Reproduce the material below verbatim, omitting any pictures.
-- start of Task inputs --
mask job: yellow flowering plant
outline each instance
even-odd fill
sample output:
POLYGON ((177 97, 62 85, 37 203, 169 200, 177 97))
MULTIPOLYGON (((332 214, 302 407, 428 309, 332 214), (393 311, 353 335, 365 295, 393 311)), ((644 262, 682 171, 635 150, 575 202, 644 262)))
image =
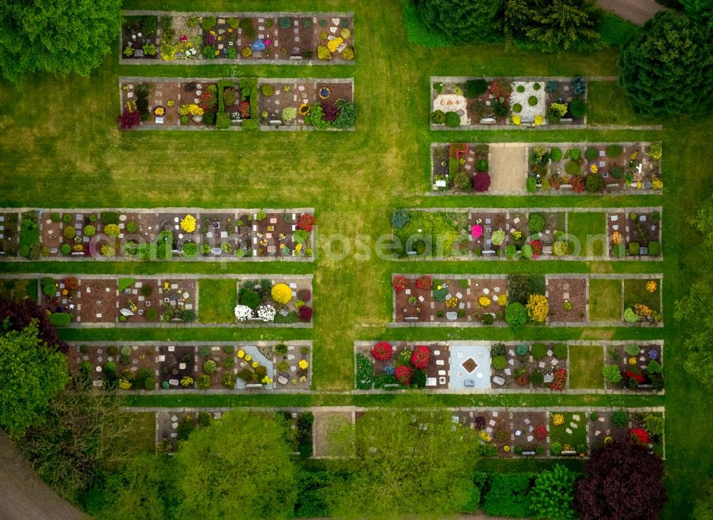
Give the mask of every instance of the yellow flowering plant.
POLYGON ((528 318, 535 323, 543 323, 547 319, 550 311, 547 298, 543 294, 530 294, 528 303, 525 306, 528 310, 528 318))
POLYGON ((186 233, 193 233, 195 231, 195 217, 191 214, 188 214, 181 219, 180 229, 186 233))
-- end of Task inputs --
[Result]:
mask job: yellow flowering plant
outline each instance
even-odd fill
sample output:
POLYGON ((177 97, 62 85, 37 203, 169 200, 177 97))
MULTIPOLYGON (((332 214, 302 407, 428 309, 332 214), (393 311, 353 335, 365 295, 393 311)), ((644 262, 682 171, 635 150, 575 202, 644 262)))
image =
Give the mask of every instance of the yellow flowering plant.
POLYGON ((528 318, 535 323, 543 323, 547 319, 550 311, 547 298, 543 294, 530 294, 528 303, 525 306, 528 310, 528 318))
POLYGON ((186 233, 193 233, 195 231, 195 217, 191 214, 188 214, 181 219, 180 229, 186 233))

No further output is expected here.